TASKS TO PERFORM:
A) Write out the DIY tips from "4. Don’t let" to "and move on.".
B) Extend the DIY tips beyond the last one given.

2. Don’t ask your neighbor with the worse lawn on the block for advice.
3. Make a long list, but fix the easy things first. Momentum is an important thing in DIY.
4. Don’t let the pressure from your spouse (boss) force you to take the quick-fix route. The other day my wife asked me for the fifth time to put in a new toilet-paper holder. End result, I duct-taped it six feet up the wall, where it could not be reached by anyone with normal hands.
5. Be patient and add humor. Not everyone is MacGyver. You are going to make mistakes, including some silly ones (like putting a display case together backwards). Just accept it and move on.
6. Think about the money value of your time. It may take you three hours to install a light fixture, while an expert can do it in an hour, with less risk of electrocution or spousal jabs. What’s most important — your time or your pride? They don’t always align.

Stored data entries
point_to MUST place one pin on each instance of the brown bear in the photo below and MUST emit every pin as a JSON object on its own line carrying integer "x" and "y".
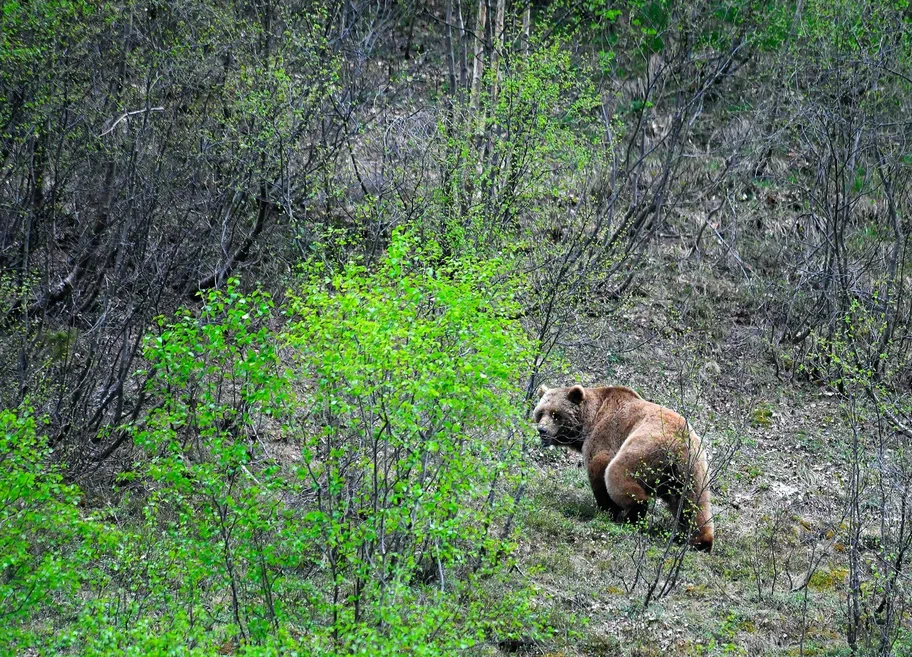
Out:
{"x": 633, "y": 449}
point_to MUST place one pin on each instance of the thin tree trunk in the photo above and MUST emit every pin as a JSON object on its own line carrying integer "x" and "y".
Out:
{"x": 527, "y": 27}
{"x": 478, "y": 70}
{"x": 497, "y": 34}
{"x": 451, "y": 54}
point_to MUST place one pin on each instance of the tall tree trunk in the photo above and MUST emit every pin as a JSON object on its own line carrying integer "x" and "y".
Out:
{"x": 480, "y": 25}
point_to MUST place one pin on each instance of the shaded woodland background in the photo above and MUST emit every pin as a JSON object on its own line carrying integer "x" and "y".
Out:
{"x": 278, "y": 281}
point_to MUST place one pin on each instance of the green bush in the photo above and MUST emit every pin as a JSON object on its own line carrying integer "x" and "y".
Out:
{"x": 42, "y": 536}
{"x": 385, "y": 529}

SET OF ANSWERS:
A)
4. Don’t let the pressure from your spouse (boss) force you to take the quick-fix route. The other day my wife asked me for the fifth time to put in a new toilet-paper holder. End result, I duct-taped it six feet up the wall, where it could not be reached by anyone with normal hands.
5. Be patient and add humor. Not everyone is MacGyver. You are going to make mistakes, including some silly ones (like putting a display case together backwards). Just accept it and move on.

B)
7. Having more tools doesn't make you better at using them, only a bigger, heavier box to carry around. If you can’t name the tool, you shouldn’t have it.
8. Watching someone else do it, is NO fun, but neither is cleaning dirt out of your fingernails. There’s a place for expertise.
9. Balance risk with smart decisions. I’m alive today because I didn’t take on electrician work even though it looks easy.
10. Once you fix one thing, just recognize you have 100 other things in line. You’ll never catch up — just make the ride better and have some fun.
Always remember, it is usually the neglect of timely repairs that makes rebuilding necessary.